## GIVEN TASK 1
In the piece on maths textbooks, what did the teacher from Shanghai call his textbook?
## GIVEN TASK 2
Reproduce word for word the passage of the piece on maths textbooks that begins at the words "One teacher from" and stops after "home by pupils.".

## SELECTION
-.-.-
Charlie Stripp, director of the National Centre for Excellence in the Teaching of Mathematics (NCETM), writes:

‘Good morning Year 4. Open your textbooks to page 17, please. Exercise 4a) Questions 1 to 15. You can start now. ‘ 

For many of us, that sentence will ring a familiar bell. The word “textbook” conjures up an image of something teachers use to keep us occupied while they do something else. It’s an image that is grossly unfair to most teachers (and textbook authors), but it’s there nonetheless.

And it’s an image that, I suspect, coloured some of the reactions to last week’s speech by school reform minister Nick Gibb, in which he called for more textbooks to be used in schools, particularly primary schools. But not just any old textbooks, he added. They had to be high quality, like the ones about to be used in a trial by the NCETM.

His message attracted some criticism, exemplified by a leader here in the TES, which identified “prescription and a threat to (teacher) autonomy”, sensing an “unnecessarily restrictive overemphasis” on textbooks that threatened to take away the “important, enjoyable and creative” part of teaching.

I can only speak about maths textbooks, but I certainly don’t equate their use with the imposition of a professional straitjacket. I veer in the opposite direction. I am convinced that a good maths textbook has the potential to significantly improve how maths lessons are taught, and how, in turn, pupils progress in the subject.

This belief has been strengthened for me, and my colleagues at the NCETM, during the past year, as we have seen how maths textbooks are used by primary teachers in Shanghai. This first-hand experience has built on our research into the role and power of the textbook in other jurisdictions where maths education is also particularly successful.

This has, for us, crystallised a crucial point - perhaps missed last week - that a high-quality maths textbook is so much more than just a source of questions to set pupils in class.

One teacher from Shanghai, who has been teaching in a London school this month, referred to his “constant reference book”. That begins to communicate how a textbook can be a guide and support in the planning and teaching of lessons, and in the analysis and ongoing refinement of lesson design. A good maths textbook contains illustrations and examples that begin to construct solid mathematical understanding, fostering the development of procedural and conceptual knowledge in parallel, so developing deep, sustainable learning. And an associated workbook complements the textbook, so that, together, they can be used in class and independently at home by pupils.
-.-.-
## MATERIAL PROVIDED
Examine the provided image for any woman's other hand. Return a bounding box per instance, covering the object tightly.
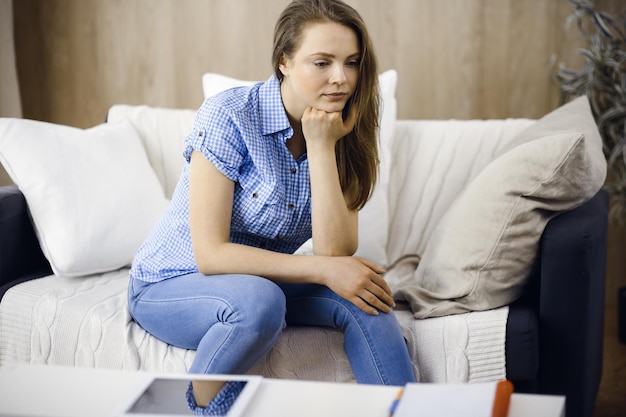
[324,256,395,315]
-.-.-
## CORRECT RESULT 1
He called it his "constant reference book."

## CORRECT RESULT 2
One teacher from Shanghai, who has been teaching in a London school this month, referred to his “constant reference book”. That begins to communicate how a textbook can be a guide and support in the planning and teaching of lessons, and in the analysis and ongoing refinement of lesson design. A good maths textbook contains illustrations and examples that begin to construct solid mathematical understanding, fostering the development of procedural and conceptual knowledge in parallel, so developing deep, sustainable learning. And an associated workbook complements the textbook, so that, together, they can be used in class and independently at home by pupils.